◆ Requirement ◆
From the entries below, keep only the lines that contain the word "every" and copy them out. Treat uppercase and lowercase as different.

◆ Entries shown ◆
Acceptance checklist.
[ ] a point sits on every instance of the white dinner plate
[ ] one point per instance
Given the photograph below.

==

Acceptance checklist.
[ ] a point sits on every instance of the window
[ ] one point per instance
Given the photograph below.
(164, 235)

◆ Written answer ◆
[ ] a point sits on every instance of the white dinner plate
[ ] a point sits on every instance of the window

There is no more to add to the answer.